▶ [Task brief]
Rewrite the rows from the very first line through the line containing "255L527 290L570 295L566", replacing "rough mask" with "coarse mask" and leaving everything else unchanged.

** Data follows **

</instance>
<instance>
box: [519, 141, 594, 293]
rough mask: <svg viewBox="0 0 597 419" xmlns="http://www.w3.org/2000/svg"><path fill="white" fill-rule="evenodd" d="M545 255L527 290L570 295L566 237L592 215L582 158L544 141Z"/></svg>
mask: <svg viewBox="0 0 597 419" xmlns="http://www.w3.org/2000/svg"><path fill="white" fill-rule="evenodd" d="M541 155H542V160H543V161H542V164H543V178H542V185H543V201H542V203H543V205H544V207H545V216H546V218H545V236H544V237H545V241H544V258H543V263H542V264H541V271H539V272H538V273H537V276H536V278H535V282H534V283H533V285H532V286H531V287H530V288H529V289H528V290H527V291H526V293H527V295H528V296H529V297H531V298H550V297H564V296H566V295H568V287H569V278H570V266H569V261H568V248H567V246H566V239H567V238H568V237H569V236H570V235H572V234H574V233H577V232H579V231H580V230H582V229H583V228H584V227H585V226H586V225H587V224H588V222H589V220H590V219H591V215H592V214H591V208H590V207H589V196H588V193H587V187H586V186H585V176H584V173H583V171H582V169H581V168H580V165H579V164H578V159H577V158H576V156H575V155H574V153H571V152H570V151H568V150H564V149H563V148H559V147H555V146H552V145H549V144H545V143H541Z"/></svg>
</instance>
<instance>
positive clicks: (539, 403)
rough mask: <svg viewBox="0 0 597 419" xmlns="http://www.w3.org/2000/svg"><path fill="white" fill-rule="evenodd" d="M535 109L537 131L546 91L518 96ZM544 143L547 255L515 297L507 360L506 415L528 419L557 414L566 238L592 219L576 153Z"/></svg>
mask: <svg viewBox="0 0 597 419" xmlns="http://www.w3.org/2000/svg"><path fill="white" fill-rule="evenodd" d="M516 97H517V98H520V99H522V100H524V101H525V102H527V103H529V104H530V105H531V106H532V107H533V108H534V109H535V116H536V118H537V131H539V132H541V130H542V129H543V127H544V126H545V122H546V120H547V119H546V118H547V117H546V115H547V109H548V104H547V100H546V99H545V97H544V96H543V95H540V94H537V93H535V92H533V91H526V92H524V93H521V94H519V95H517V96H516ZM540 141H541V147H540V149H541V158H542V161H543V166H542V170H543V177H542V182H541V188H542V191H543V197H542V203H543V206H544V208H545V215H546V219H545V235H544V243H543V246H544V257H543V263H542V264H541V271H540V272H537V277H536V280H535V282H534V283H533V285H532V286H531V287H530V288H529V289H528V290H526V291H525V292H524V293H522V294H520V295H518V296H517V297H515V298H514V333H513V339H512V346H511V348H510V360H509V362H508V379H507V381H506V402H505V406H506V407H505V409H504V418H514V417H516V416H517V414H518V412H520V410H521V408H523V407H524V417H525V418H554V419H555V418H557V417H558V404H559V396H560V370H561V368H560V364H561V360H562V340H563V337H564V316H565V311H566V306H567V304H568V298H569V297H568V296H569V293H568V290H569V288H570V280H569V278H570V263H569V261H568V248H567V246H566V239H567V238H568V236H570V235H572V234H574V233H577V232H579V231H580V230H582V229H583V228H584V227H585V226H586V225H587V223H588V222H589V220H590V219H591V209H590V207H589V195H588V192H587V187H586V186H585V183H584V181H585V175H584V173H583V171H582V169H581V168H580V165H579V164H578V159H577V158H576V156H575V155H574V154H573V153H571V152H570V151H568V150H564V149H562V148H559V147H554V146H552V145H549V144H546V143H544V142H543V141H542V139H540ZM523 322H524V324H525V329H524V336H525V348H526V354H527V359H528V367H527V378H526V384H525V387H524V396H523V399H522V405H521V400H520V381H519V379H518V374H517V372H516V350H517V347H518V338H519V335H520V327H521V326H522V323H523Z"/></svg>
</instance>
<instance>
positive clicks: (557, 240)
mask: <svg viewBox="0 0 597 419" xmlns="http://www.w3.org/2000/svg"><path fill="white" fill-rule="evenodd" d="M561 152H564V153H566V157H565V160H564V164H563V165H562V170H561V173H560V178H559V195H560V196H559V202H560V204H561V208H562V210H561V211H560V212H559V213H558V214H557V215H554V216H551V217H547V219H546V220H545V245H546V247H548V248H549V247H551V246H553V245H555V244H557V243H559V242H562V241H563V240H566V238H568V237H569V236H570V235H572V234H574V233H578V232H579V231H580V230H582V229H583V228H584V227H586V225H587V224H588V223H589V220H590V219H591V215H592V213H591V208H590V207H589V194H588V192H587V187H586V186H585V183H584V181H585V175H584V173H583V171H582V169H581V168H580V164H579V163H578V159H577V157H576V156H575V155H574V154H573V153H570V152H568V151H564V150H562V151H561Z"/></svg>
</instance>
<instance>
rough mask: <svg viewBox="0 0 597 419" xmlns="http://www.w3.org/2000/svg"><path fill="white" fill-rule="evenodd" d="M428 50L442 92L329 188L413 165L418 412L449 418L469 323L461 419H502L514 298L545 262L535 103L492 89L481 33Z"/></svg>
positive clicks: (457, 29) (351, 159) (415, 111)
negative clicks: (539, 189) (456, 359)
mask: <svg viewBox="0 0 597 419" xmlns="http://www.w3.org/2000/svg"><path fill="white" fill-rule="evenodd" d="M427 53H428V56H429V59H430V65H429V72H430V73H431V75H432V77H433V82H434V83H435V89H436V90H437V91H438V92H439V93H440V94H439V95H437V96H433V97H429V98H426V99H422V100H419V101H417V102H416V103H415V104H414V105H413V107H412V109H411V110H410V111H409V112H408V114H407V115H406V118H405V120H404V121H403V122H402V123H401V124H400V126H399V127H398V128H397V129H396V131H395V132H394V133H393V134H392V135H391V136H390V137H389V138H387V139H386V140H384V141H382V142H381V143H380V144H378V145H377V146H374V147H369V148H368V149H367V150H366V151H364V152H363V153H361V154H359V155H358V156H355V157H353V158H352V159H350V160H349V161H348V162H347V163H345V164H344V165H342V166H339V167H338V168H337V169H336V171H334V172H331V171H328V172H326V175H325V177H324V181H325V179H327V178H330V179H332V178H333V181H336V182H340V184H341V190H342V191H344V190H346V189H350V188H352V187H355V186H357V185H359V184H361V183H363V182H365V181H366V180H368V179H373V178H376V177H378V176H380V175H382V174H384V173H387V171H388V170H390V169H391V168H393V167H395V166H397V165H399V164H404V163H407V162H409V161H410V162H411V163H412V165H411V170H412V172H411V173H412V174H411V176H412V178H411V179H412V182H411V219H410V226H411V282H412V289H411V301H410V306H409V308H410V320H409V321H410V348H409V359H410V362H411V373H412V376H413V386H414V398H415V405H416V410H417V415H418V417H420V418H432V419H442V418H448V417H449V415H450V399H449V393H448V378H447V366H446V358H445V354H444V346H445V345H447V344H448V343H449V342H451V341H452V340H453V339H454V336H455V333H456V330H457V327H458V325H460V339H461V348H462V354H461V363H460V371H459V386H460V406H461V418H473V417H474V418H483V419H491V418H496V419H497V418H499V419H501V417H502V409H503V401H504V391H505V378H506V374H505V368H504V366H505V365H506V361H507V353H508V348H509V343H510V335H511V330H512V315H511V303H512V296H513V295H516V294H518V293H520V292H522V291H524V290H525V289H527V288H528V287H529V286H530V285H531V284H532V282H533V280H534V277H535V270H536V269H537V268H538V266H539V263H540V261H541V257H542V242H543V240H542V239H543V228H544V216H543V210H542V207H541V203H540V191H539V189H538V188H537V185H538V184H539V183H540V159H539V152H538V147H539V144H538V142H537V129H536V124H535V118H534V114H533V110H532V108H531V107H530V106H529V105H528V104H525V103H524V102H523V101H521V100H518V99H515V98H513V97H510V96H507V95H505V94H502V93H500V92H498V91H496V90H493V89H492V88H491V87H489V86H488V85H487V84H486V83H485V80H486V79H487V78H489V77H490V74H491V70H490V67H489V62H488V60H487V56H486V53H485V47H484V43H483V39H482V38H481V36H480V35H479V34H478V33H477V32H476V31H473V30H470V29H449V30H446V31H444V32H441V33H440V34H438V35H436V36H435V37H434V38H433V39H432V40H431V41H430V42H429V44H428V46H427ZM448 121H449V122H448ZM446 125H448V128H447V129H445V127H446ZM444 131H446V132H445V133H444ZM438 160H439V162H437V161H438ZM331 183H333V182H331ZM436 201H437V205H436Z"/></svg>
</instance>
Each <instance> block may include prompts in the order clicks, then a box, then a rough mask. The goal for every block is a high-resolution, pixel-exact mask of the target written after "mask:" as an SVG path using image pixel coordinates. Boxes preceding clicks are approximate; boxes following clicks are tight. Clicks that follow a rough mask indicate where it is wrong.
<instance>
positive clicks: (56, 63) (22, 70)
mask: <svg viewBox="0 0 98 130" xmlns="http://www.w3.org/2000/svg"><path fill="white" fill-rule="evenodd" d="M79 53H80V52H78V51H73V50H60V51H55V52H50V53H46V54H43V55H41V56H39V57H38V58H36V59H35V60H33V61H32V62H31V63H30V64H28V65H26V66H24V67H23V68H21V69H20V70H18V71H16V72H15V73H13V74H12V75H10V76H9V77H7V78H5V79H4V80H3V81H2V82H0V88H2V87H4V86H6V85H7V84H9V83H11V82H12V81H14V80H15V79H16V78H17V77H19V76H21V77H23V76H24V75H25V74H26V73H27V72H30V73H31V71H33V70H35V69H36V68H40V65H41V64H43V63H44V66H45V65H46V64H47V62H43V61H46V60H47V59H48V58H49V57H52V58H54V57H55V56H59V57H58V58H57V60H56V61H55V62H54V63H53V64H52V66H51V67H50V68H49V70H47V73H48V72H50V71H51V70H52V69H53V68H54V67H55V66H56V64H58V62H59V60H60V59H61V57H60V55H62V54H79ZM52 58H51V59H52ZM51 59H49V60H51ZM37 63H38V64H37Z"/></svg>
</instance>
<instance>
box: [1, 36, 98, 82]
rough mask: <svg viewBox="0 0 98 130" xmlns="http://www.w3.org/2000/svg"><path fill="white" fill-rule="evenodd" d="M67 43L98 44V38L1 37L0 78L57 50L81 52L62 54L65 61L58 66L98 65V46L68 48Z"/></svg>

** End of Data **

▶ [Output of the task]
</instance>
<instance>
box: [519, 141, 594, 293]
coarse mask: <svg viewBox="0 0 597 419" xmlns="http://www.w3.org/2000/svg"><path fill="white" fill-rule="evenodd" d="M545 255L527 290L570 295L566 237L592 215L582 158L544 141Z"/></svg>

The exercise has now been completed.